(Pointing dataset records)
________________________
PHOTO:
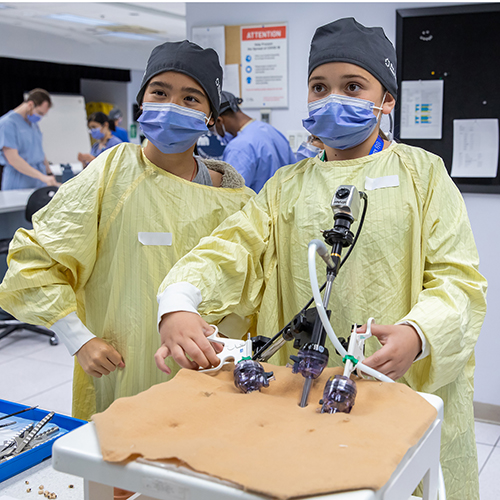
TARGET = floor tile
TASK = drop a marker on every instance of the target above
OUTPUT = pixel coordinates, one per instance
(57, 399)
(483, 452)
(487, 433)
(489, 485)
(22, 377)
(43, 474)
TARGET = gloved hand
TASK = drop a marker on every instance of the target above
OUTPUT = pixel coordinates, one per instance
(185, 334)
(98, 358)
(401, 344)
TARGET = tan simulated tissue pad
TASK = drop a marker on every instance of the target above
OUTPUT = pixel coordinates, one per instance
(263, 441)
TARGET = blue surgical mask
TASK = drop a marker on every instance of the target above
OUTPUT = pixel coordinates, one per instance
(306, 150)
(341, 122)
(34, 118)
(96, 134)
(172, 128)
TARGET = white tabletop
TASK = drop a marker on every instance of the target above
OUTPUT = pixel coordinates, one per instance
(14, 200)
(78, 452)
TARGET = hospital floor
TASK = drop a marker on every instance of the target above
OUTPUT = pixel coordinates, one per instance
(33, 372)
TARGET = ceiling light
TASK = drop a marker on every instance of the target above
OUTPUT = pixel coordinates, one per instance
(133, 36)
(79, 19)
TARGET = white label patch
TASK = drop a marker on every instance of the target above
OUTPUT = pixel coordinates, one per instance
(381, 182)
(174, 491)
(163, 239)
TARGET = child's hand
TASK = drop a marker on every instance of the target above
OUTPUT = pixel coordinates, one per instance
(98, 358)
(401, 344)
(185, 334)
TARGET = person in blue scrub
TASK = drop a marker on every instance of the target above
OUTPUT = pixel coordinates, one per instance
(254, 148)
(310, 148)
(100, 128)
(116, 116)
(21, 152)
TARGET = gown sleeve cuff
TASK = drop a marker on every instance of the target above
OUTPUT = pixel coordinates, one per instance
________________________
What is needed:
Rewrite the part of the material that opens with the line containing "TARGET = child's hand" and runs through the end of the material, keeping every line in place. Multiply each coordinate in it by 2.3 and round to a whole number, with halves rounded up.

Written response:
TARGET = child's hand
TASK = drop a marker on every instance of the target above
OUTPUT = pixel coordinates, one per instance
(225, 823)
(922, 791)
(426, 768)
TARGET = person in blue scrub
TASK = drop a marker on every instance of the target above
OUTPUT = pixel coordinates, one per instance
(584, 340)
(713, 340)
(230, 294)
(267, 267)
(48, 350)
TARGET = gown sleeve cuff
TASK = drop a marker on every instance of the target above
OUTPUT = pixel coordinates, one per instance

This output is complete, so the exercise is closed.